### EXERCISE BRIEF:
Repeat the lines of the listing below exactly, starting at the line that contains "Expected output: for each instance of the black smartphone, one" and running through the last line, both included, and only those.

--- Start of SUPPLIED INFORMATION ---

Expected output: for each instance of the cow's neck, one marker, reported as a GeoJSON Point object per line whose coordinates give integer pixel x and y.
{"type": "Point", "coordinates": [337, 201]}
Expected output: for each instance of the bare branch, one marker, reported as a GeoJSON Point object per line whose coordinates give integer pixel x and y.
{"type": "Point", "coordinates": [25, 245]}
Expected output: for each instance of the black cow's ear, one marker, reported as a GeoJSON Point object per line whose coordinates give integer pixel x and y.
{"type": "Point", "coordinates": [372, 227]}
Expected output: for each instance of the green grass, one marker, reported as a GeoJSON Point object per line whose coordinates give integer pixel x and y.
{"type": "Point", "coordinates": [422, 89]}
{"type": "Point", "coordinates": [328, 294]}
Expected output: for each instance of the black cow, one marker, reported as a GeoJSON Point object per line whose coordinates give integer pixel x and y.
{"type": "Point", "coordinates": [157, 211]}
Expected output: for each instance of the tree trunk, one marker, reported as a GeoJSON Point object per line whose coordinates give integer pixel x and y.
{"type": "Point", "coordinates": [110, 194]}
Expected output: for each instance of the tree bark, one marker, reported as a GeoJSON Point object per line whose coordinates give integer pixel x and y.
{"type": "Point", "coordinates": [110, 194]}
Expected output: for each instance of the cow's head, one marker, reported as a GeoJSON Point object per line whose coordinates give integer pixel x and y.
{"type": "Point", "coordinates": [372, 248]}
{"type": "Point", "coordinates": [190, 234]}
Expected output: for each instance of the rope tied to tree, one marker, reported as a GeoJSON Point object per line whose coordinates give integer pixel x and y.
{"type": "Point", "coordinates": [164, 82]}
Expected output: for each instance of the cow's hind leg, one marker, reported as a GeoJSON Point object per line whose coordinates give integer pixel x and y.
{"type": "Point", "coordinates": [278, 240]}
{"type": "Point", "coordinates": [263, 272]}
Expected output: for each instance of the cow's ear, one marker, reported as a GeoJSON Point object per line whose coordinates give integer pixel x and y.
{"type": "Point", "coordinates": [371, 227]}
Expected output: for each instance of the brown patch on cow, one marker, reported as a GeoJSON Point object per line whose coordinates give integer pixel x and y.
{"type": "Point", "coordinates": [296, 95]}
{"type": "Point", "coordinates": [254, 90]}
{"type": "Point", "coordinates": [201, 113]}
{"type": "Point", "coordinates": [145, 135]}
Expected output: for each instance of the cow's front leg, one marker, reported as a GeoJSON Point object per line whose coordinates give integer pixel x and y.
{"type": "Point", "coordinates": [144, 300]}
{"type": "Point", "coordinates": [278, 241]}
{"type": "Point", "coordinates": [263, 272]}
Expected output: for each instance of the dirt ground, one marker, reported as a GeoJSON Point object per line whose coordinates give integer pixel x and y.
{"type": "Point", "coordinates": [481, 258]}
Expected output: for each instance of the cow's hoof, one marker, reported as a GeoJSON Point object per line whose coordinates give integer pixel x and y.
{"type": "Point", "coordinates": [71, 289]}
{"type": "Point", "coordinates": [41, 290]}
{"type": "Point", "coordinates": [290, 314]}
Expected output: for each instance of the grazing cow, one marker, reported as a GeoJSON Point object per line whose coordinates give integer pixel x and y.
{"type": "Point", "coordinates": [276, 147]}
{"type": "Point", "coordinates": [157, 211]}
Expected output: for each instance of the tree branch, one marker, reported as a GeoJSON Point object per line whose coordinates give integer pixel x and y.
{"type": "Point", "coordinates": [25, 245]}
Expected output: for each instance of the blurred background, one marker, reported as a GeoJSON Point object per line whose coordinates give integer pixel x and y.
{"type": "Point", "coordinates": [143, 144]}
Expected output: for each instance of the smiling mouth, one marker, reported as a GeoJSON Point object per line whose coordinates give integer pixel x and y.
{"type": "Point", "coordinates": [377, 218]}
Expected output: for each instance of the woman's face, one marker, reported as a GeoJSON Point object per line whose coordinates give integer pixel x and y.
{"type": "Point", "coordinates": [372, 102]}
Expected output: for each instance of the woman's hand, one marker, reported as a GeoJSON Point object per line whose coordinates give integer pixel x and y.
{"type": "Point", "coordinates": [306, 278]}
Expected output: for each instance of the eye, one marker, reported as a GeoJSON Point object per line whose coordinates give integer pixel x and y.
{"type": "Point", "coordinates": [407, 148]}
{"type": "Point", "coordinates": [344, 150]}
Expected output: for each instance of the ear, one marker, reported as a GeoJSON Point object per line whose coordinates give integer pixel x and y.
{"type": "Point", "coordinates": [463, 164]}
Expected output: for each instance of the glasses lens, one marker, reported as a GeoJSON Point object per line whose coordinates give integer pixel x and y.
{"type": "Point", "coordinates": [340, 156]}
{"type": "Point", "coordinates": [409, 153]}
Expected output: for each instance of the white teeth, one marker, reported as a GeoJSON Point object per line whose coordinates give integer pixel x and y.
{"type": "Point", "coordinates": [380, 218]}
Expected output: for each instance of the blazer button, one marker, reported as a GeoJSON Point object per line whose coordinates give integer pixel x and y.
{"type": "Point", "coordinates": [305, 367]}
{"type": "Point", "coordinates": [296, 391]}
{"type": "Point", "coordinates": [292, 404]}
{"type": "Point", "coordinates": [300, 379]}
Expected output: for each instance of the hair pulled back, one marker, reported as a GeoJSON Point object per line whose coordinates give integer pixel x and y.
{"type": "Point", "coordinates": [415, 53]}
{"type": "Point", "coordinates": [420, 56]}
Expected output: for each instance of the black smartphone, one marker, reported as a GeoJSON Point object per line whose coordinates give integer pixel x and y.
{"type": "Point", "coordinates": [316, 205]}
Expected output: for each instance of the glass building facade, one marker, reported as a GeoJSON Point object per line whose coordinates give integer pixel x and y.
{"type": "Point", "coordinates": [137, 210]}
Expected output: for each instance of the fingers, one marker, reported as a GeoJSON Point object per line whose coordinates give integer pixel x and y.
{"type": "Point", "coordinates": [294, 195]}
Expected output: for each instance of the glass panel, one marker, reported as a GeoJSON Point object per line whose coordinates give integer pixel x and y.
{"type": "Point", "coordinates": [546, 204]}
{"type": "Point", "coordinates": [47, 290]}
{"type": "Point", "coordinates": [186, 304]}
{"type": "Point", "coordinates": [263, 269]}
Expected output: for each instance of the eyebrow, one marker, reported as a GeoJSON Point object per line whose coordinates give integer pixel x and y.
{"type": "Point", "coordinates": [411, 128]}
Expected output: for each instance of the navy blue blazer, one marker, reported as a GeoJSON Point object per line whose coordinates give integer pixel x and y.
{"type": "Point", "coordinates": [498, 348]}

--- End of SUPPLIED INFORMATION ---

### EXERCISE RESULT:
Expected output: for each instance of the black smartphone, one marker, reported as a GeoJSON Point object per line whose coordinates give integer pixel x and y.
{"type": "Point", "coordinates": [316, 205]}
Expected output: for each instance of the glass building facade, one marker, reported as a GeoJSON Point object per line whose coordinates give integer pixel x and y.
{"type": "Point", "coordinates": [137, 210]}
Expected output: for each instance of the fingers, one marker, reported as a GeoJSON Point object per line whose coordinates give integer pixel x and y.
{"type": "Point", "coordinates": [294, 195]}
Expected output: for each instance of the glass panel, one marker, reported as a GeoJSON Point object per line whose coordinates give integer pixel x and y.
{"type": "Point", "coordinates": [546, 204]}
{"type": "Point", "coordinates": [47, 290]}
{"type": "Point", "coordinates": [186, 304]}
{"type": "Point", "coordinates": [263, 269]}
Expected output: for each instance of the eyebrow, one marker, reported as a GeoJSON Point object per line whose coordinates give integer pixel x and y.
{"type": "Point", "coordinates": [411, 128]}
Expected output: for each instance of the navy blue blazer, one marker, reported as a GeoJSON Point object per line whose coordinates give integer pixel x and y.
{"type": "Point", "coordinates": [498, 348]}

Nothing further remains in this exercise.